──────── Given data

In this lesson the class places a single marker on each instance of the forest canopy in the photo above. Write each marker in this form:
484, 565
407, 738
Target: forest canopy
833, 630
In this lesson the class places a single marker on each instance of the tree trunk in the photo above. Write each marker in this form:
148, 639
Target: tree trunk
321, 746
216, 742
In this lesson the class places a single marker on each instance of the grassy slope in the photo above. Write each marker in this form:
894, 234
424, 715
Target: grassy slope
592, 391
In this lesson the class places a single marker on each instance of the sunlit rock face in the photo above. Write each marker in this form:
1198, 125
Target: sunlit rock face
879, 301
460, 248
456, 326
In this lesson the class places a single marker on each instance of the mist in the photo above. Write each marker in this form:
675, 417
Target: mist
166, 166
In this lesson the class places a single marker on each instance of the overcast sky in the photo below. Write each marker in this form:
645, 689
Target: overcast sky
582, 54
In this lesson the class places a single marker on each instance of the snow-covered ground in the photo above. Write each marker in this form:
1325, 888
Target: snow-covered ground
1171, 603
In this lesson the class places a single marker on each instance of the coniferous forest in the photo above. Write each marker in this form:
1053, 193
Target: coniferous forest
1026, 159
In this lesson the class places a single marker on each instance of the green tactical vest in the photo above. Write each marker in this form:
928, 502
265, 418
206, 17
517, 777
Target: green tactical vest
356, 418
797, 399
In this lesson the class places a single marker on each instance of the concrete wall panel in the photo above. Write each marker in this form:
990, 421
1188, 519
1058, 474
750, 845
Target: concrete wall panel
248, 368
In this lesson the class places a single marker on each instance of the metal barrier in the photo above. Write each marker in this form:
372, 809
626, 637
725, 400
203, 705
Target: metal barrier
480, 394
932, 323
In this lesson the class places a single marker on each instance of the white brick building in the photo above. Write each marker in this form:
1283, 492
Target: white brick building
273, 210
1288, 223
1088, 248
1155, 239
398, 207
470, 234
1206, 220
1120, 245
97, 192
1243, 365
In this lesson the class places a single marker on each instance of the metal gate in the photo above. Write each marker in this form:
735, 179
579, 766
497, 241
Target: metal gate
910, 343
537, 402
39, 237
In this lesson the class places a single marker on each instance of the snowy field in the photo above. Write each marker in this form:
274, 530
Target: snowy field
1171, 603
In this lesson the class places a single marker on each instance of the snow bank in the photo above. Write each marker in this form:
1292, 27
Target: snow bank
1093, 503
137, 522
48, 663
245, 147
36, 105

────────────────

Work task – The entries shown above should be duplicated exactly.

Solution –
In this lesson the class places a single marker on each instance of the forest canopy in the photo above. Write each marker in this form:
484, 565
407, 738
Target: forest canopy
833, 630
In this lesson the class places a single marker on each instance of the tree trunk in the photo above. Write each marker in this form:
148, 639
Target: tree trunk
321, 746
216, 742
In this lesson the class places a single marker on each instance of the grassy slope in the photo above. Write each marker in this form:
894, 234
424, 715
Target: grassy slope
592, 391
In this lesson the class places a single marker on each instance of the sunlit rock face in the photo above. Write each marker in this form:
1198, 125
Target: sunlit rock face
879, 301
460, 248
456, 326
In this lesson the class places a single marker on each instance of the mist in the photo above. Write each marker in this form:
675, 417
Target: mist
166, 166
In this lesson the class places a single marker on each instance of the overcast sky in the photo below. Write each marker in this form:
645, 689
Target: overcast sky
582, 54
In this lesson the class places a single marker on each instance of the snow-covered ground in the photo above. Write each marker in this form:
1325, 888
Target: snow-covered ground
1171, 603
In this lesson the class places a single marker on each instance of the coniferous forest in the photo above. Write each marker in this form:
1053, 193
Target: coniferous forest
1026, 159
In this lesson the class places a single marker on each instance of the green tactical vest in the photo above. Write each marker in this form:
928, 502
265, 418
206, 17
517, 777
Target: green tactical vest
356, 418
797, 399
In this lesson the class places a single marker on each instance of the concrete wall panel in the photo above. Write each marker in this form:
990, 421
1188, 519
1058, 474
750, 845
Target: concrete wall panel
248, 368
In this lesson the class places a single marker on each instance of the metal barrier in the photo above. Write each marker in this form:
372, 809
626, 637
725, 400
203, 705
Target: metal barrier
480, 394
932, 323
In this lesson the class places a single marker on each instance of the white brick building in the photo above. Write each marker in this form:
1283, 492
Target: white brick building
273, 210
1288, 223
1088, 248
1155, 239
398, 207
470, 234
1206, 220
1120, 245
97, 192
1243, 365
In this lesson the class places a single marker on each instance of the metal gate in the photo above. Write each marker in this form:
735, 179
579, 766
497, 241
Target: metal gate
910, 343
537, 402
39, 237
In this lesson the class places a single marker on each instance of the snowy field in the photo above. Write each marker in this form:
274, 530
Target: snowy field
1171, 603
In this lesson the class places a single marker on each instance of the snow bank in the photo above. Write each marker in this form:
1292, 27
Target: snow bank
1093, 503
137, 522
48, 663
245, 147
36, 105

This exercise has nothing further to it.